SELECTED EXTRACT.

Here’s the code if you’d like to follow along: GAMs Lab
So, now that you’ve learned about the theory behind GAMs and seen some applications, it’s time for you to build your own! First, we’ll quickly recap how to use the gam function in mgcv. Then, we’ll need to go over some of the options you have when building a GAM in the mgcv package: the different spline options, how to have two (or more) predictor variables interact in your model, and including categorical data as predictor variables in your model.
When using the GAM function in mgcv, you have two required arguments: formula and data. The data argument is straightforward, just input your dataframe. The formula argument is a little more complex, but is similar to the formula argument used in the glm function. The most important difference is that you’ll put a smooth on one or more of your predictor variables, as shown below:
library(mgcv) #load the mgcv package
mcycle <- MASS::mcycle #pull in some data; we'll be using this dataset for this example but not the lab
?gam #take a look at the documentation page for the function to see what you can specify - it's a lot!
#now we'll go ahead and fit our spline using the most basic call of the function possible
gam_mod <- gam(accel ~ s(times), data = mcycle) #here, we predict acceleration based on a smooth, nonlinear function of times
plot(gam_mod, residuals = T, pch = 1) #setting residuals=T will include the CIs on the plot
Not too bad to fit! You should notice that the big difference between this and a glm was the “s() wrapped around our predictor variable. Doing this fits a smooth spline to our data, making our model a GAM!
If we want to see the basis functions for our spline, we can do so using the coef function:
coef(gam_mod)

SUPPLIED MATERIAL.
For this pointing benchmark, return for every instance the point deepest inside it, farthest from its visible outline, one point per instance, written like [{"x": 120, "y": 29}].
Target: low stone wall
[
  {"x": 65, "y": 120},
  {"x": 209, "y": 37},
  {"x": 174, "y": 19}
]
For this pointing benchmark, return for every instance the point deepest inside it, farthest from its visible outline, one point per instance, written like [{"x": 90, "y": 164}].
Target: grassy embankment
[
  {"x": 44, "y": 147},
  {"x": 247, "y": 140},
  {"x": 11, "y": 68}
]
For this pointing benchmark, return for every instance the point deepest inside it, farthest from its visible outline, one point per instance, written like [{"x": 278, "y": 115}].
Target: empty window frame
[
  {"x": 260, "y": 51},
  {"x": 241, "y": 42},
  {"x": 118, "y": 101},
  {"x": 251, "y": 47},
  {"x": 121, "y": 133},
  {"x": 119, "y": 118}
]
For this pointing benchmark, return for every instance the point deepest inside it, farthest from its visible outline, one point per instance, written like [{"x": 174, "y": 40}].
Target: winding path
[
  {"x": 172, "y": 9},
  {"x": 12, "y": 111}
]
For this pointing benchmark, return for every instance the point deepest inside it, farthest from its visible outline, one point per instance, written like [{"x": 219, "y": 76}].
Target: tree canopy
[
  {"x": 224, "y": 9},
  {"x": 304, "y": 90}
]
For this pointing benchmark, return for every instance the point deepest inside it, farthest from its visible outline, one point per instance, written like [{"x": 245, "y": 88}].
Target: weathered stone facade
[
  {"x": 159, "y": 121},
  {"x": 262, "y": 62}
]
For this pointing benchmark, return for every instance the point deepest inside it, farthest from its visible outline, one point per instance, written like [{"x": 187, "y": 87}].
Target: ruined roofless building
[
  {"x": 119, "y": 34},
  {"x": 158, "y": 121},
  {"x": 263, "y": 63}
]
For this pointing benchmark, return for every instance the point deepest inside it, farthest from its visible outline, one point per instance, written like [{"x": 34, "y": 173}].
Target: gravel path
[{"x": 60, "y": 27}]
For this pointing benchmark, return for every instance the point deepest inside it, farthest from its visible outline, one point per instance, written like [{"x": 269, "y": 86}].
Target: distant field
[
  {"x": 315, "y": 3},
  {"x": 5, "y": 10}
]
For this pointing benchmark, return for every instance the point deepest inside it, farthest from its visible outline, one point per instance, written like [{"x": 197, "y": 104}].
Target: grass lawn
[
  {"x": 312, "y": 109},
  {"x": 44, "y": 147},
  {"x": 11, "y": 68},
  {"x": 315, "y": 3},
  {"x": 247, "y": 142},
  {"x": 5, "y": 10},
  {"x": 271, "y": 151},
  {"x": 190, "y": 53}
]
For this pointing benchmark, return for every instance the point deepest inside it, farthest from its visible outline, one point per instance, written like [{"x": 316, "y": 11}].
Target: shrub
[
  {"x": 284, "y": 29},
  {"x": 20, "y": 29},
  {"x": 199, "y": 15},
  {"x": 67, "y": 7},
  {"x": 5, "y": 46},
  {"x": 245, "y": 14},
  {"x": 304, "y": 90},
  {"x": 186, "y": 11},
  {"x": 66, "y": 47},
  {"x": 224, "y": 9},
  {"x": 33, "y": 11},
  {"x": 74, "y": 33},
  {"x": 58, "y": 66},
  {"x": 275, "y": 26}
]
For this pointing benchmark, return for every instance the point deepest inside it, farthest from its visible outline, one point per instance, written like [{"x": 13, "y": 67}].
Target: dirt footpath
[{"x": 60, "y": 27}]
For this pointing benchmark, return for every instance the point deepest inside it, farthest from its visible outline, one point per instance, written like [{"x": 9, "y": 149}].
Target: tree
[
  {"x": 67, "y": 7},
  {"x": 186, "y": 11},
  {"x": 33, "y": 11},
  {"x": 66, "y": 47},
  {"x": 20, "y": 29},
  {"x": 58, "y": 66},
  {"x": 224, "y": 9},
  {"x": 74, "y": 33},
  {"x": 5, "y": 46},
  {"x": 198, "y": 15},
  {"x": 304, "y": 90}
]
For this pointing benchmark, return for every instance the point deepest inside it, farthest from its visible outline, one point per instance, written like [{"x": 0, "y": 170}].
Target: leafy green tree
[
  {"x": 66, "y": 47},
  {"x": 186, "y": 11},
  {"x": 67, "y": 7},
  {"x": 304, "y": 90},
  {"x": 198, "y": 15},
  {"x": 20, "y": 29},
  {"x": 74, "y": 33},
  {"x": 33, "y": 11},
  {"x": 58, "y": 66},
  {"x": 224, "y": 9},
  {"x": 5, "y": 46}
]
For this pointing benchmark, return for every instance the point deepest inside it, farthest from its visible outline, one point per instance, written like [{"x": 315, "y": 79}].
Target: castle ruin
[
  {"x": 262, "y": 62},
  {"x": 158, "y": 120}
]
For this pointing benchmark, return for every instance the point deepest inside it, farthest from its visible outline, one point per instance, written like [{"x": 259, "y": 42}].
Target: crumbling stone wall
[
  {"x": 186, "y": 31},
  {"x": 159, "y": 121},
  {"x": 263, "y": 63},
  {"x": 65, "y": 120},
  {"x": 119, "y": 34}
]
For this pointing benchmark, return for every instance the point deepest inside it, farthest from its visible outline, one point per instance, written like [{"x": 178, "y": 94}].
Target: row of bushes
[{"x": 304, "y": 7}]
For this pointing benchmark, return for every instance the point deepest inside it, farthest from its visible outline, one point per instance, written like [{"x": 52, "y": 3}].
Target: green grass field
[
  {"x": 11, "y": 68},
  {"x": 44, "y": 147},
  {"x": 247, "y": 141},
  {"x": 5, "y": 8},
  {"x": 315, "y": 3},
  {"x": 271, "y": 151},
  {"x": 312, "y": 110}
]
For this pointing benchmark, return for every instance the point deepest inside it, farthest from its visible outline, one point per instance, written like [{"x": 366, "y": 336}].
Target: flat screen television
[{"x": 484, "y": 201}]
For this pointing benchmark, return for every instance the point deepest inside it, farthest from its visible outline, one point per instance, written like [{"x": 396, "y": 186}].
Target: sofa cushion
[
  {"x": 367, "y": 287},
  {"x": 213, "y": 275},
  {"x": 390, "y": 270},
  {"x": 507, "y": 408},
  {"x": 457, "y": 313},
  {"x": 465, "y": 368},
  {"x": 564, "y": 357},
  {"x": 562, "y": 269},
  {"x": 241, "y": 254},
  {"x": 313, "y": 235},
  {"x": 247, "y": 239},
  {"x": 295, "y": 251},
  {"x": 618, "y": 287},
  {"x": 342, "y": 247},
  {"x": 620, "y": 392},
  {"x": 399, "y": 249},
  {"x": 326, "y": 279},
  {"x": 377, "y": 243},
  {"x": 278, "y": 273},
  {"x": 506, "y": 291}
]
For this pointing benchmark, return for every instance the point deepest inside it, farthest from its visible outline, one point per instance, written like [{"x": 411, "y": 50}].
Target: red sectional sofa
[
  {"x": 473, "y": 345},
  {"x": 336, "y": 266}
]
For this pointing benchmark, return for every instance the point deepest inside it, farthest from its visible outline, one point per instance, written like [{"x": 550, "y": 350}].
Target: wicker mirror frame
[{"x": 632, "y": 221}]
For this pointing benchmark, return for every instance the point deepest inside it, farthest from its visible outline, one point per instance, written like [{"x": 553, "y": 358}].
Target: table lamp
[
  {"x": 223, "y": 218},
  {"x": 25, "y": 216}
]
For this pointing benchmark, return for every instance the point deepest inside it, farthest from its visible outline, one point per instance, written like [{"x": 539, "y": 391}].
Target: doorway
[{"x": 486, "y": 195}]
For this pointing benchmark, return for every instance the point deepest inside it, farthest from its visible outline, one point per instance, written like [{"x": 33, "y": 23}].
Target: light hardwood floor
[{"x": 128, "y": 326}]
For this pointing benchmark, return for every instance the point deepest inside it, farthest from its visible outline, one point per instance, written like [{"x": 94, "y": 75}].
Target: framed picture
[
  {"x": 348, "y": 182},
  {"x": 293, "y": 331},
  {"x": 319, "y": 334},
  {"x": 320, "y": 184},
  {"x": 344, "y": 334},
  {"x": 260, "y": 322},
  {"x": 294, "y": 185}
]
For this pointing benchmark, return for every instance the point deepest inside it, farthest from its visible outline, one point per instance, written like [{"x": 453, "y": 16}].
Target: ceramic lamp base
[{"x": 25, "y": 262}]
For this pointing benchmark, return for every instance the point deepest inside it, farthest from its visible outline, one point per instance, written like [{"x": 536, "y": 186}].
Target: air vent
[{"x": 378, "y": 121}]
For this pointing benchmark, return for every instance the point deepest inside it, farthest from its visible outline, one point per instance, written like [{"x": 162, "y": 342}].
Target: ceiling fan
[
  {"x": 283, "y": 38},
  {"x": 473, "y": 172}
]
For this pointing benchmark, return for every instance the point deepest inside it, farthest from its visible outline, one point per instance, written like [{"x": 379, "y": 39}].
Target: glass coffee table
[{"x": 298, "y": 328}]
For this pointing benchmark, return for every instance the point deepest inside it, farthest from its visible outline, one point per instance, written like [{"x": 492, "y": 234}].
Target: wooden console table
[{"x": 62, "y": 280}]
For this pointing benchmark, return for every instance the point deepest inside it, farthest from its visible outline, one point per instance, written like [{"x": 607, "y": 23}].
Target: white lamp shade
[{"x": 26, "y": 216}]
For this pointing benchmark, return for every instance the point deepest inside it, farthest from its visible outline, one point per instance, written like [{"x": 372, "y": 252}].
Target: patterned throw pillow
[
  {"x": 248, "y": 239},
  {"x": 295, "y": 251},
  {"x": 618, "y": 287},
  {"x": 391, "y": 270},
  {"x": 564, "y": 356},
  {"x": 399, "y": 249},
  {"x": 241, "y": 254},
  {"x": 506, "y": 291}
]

WHAT IS ASKED.
[1] List every line of the records that contains the string "wall", treating uppercase and lowercase as distinct.
[2] Continue the tutorial on building GAMs with the mgcv package, starting after the last line it shows.

RESPONSES BY TASK.
[1]
Target: low stone wall
Target: crumbling stone wall

[2]
## (Intercept) s(times).1 s(times).2 s(times).3 s(times).4 s(times).5
## -25.545865 -63.718008 43.475644 -110.350132 -22.181006 35.034423
## s(times).6 s(times).7 s(times).8 s(times).9
## 93.176458 -9.283018 -111.661472 17.603782
Lastly, we can control the amount of smoothing done by our spline in a couple of ways. You can set a fixed smoothing parameter using the argument sp, either inside the smooth function itself or as another argument. Alternatively, you can tell R to chose a smoothing parameter using restricted maximum likelihood.
gam_mod_s1 <- gam(accel ~ s(times), data = mcycle, sp = 0.1) #smoothing by setting a fixed smoothing parameter
gam_mod_s2 <- gam(accel ~ s(times), data = mcycle, method = "REML")
par(mfrow = c(2, 1)) #we'll plot both models side by side to compare
plot(gam_mod_s1, residuals = TRUE, pch = 1)
plot(gam_mod_s2, residuals = TRUE, pch = 1)
As you can see, a smoothing factor of 0.1 was too high for our data in this case. Finding a good smoothing factor can be a lot of trial and error, I recommend you play around with it some and see what tends to work best!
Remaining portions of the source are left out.